----- GIVEN DATA

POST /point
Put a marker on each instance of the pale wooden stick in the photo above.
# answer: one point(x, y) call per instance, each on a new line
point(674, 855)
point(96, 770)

----------

- TASK DESCRIPTION -
Swap "marker" for "dot" throughout the records above and write the records out again with nothing else changed.

- RESULT OF THE EXERCISE -
POST /point
Put a dot on each instance of the pale wooden stick in the photo above.
# answer: one point(x, y) call per instance, each on a new line
point(674, 855)
point(96, 770)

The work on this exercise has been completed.